(A block of data)
----
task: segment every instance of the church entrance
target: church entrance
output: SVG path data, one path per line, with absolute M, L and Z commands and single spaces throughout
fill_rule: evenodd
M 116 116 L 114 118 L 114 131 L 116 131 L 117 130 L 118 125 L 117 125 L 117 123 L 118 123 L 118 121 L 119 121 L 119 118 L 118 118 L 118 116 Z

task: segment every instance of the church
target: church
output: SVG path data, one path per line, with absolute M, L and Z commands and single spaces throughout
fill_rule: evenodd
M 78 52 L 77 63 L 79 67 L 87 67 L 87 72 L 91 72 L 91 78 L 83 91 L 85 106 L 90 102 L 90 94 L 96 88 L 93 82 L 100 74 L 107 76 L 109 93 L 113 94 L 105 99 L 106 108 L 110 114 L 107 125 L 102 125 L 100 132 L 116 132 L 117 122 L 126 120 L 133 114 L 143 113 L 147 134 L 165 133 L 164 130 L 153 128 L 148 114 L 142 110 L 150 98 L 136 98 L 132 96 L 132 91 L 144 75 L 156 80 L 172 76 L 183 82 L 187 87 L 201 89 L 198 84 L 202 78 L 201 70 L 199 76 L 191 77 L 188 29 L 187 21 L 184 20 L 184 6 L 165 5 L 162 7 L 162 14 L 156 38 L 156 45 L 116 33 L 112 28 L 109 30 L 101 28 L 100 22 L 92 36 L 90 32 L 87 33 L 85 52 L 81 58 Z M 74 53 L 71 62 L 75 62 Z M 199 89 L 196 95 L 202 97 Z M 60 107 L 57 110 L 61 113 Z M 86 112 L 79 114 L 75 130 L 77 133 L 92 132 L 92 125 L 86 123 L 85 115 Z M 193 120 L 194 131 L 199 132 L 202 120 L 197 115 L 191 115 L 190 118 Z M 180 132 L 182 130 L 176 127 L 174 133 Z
----
Instruction »
Reproduce all the data above, requests included, and offset every coordinate in the answer paths by -109.

Task output »
task: segment every instance of the church entrance
target: church entrance
output: SVG path data, one path per line, with absolute M, L and Z commands and single spaces throughout
fill_rule: evenodd
M 7 7 L 5 9 L 5 22 L 7 22 L 8 21 L 9 16 L 8 16 L 8 14 L 9 14 L 9 12 L 10 12 L 10 9 L 9 9 L 9 7 Z

task: segment every instance of the church
target: church
output: SVG path data, one path per line, with absolute M, L and Z commands and single spaces throughout
fill_rule: evenodd
M -31 -57 L -32 -46 L -30 -42 L -22 -42 L -22 -37 L -18 -37 L -18 -31 L -26 -18 L -24 -3 L -19 -7 L -19 -15 L -13 -21 L -16 -27 L -9 -35 L -2 -33 L 0 -16 L 4 -15 L -4 -10 L -3 -1 L 1 5 L -2 16 L -7 16 L -9 23 L 7 23 L 8 13 L 17 11 L 24 5 L 34 4 L 38 25 L 56 24 L 55 21 L 44 19 L 39 5 L 33 1 L 41 -11 L 27 -11 L 23 -13 L 23 -18 L 35 -34 L 47 -29 L 63 -33 L 74 -27 L 78 -22 L 92 -20 L 89 -25 L 93 -31 L 92 -39 L 90 -33 L 82 -32 L 79 -80 L 78 -88 L 75 -89 L 75 -103 L 56 -104 L 53 -102 L 53 -95 L 47 -71 L 47 -64 L 7 -76 L 3 -81 L 0 -79 L -8 -81 L -9 -87 L -17 -73 L -19 -77 L -22 -76 L -24 -57 L -28 -51 Z M -35 -56 L -38 -47 L -34 -47 Z M 90 -20 L 87 -14 L 93 -12 Z M -49 -2 L -52 1 L -48 4 Z M -23 3 L -30 5 L -34 21 L -32 24 L -17 23 L -17 16 L -23 14 L -24 6 Z M 84 11 L 85 22 L 90 23 L 93 11 L 88 6 L 82 6 L 81 9 Z M 71 23 L 73 21 L 67 18 L 65 24 Z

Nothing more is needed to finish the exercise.